Copy the lines verbatim, beginning with the line that contains "cloud in the photograph above." and continuing through the end of the data, and only those lines.

====== GIVEN RECORDS ======

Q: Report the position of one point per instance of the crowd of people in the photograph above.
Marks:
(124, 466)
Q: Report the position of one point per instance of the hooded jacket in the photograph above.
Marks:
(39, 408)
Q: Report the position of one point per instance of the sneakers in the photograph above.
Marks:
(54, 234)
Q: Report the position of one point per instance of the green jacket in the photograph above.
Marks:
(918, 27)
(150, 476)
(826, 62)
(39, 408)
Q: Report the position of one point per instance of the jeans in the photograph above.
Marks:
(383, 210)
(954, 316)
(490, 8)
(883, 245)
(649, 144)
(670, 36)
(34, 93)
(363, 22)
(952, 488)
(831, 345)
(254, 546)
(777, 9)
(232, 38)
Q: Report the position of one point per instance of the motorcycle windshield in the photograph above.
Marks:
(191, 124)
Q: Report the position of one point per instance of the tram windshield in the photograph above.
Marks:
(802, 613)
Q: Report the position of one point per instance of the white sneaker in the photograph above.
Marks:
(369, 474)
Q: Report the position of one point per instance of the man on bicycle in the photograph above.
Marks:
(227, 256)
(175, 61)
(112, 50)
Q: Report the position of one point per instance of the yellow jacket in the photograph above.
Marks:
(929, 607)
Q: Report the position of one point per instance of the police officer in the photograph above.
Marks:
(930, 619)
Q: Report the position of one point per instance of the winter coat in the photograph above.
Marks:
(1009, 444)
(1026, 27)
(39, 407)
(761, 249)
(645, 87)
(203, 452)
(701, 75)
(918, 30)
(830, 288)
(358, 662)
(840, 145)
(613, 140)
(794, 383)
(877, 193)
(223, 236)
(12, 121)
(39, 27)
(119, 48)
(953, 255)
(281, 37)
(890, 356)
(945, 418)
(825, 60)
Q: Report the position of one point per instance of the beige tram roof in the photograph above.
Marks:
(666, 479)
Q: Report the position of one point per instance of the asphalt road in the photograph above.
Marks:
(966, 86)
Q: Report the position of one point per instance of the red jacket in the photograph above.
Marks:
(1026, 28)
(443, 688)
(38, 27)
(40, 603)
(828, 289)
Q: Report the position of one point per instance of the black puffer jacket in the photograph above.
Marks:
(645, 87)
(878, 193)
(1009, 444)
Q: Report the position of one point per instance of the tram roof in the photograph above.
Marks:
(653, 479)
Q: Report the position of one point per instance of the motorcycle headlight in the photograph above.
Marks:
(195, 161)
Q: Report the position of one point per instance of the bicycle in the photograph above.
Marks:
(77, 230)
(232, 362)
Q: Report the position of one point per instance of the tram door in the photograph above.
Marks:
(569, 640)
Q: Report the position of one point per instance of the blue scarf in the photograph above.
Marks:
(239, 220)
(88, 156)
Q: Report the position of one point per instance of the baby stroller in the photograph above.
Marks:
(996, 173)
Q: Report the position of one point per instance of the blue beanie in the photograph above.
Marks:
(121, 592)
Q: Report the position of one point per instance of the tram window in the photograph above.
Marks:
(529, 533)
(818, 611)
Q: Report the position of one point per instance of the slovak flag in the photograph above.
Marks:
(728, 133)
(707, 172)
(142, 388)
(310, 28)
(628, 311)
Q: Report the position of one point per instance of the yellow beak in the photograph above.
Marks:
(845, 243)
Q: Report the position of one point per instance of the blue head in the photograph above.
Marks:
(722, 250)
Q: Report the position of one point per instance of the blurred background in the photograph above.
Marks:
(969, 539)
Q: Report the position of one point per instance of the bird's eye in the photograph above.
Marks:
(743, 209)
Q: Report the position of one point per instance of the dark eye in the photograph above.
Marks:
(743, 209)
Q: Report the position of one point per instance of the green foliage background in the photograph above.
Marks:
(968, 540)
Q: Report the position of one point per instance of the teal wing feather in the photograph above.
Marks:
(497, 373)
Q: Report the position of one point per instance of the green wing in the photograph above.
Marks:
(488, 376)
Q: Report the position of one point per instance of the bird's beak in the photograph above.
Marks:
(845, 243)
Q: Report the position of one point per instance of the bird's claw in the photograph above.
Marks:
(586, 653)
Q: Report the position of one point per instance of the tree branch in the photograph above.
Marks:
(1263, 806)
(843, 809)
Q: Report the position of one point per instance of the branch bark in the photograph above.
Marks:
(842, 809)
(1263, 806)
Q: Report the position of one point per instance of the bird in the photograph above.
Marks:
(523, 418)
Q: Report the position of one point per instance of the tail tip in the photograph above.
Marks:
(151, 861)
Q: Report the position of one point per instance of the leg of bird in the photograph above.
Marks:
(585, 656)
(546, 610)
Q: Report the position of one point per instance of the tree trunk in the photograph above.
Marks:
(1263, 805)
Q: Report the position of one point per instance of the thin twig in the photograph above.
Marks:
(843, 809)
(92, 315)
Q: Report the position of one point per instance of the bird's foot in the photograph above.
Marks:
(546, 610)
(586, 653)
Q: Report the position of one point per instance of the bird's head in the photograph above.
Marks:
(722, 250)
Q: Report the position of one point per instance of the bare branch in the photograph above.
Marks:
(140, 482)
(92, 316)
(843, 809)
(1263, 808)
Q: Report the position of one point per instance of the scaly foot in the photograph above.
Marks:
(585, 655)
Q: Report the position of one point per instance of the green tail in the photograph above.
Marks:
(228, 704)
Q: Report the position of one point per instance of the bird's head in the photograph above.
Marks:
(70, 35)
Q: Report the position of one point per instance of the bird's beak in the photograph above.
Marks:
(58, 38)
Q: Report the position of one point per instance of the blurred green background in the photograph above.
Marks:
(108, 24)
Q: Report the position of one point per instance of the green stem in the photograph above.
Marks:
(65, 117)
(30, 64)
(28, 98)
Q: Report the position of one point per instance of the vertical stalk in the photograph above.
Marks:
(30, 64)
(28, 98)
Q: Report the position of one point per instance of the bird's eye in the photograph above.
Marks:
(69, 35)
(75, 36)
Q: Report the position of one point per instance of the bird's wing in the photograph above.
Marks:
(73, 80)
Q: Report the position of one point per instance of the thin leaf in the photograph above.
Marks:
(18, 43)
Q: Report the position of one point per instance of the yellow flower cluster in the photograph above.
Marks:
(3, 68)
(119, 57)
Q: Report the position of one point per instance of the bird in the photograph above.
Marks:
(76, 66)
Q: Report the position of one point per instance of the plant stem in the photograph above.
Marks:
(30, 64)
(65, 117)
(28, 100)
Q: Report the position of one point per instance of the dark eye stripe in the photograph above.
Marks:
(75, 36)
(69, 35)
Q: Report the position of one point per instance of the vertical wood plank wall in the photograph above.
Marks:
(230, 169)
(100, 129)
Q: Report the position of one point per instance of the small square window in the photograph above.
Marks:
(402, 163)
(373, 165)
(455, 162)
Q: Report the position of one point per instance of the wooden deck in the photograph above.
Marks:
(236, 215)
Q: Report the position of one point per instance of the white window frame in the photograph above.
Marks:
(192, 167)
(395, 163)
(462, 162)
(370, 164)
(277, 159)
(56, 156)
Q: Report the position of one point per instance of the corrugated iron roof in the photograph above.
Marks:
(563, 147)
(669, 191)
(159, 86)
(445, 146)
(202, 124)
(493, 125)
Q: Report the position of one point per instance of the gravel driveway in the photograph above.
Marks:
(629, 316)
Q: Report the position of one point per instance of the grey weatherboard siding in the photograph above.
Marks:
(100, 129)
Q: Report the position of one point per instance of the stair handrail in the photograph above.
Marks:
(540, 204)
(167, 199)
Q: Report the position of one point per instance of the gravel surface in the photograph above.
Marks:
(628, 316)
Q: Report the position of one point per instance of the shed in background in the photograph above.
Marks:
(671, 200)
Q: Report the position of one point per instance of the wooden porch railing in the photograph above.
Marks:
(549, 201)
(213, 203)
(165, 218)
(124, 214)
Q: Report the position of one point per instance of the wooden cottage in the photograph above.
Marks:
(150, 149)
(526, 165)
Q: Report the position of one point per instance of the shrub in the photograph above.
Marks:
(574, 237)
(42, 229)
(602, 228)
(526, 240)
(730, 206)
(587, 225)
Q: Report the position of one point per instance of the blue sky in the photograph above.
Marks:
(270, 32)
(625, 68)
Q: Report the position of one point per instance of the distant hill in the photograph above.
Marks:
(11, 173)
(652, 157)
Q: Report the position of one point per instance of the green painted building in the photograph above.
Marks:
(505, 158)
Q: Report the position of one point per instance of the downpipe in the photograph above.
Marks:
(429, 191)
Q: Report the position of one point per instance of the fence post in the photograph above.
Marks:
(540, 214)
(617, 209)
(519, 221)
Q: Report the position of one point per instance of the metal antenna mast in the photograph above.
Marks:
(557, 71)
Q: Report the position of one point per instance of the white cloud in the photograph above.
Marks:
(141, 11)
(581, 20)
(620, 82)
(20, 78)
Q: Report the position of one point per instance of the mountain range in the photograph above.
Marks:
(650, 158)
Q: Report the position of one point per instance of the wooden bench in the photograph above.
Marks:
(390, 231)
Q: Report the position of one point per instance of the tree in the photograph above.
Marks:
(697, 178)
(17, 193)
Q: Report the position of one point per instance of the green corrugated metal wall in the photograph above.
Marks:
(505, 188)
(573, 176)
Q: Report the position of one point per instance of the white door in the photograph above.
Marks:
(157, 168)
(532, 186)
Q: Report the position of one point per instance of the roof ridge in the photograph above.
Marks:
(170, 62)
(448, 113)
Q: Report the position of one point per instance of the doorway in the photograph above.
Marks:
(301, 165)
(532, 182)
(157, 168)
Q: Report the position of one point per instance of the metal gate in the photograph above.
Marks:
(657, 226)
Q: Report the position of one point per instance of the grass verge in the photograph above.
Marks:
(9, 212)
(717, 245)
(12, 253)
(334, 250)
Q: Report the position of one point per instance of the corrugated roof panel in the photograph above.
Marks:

======

REPLY TO THE TASK =
Q: Report the position of one point per instance of the white cloud in the photograph above.
Marks:
(141, 11)
(581, 20)
(620, 82)
(20, 78)
Q: Report the position of one point per instance of the mountain range in the photograph above.
Marks:
(650, 158)
Q: Report the position of one point per instance of the wooden bench in the photograph above.
Marks:
(390, 231)
Q: Report the position of one point per instance of the tree in the photograph above.
Marks:
(697, 178)
(17, 193)
Q: Report the position of one point per instance of the green corrugated metal wall in the photograph above.
Marks:
(505, 188)
(573, 176)
Q: Report the position of one point per instance of the white door in the photograph above.
Marks:
(157, 168)
(532, 186)
Q: Report the position of one point per instance of the roof ridge in the photograph above.
Marks:
(170, 62)
(448, 113)
Q: Report the position of one point per instance of the doorway in the photograph above.
Marks:
(301, 165)
(532, 182)
(157, 168)
Q: Report the position of one point per instance of the metal gate in the photograph above.
Marks:
(657, 226)
Q: Report the position of one point per instance of the grass verge in the photograph above.
Marks:
(9, 212)
(717, 245)
(12, 253)
(334, 250)
Q: Report the position of one point per instance of the corrugated roof panel in the photograph above.
Marks:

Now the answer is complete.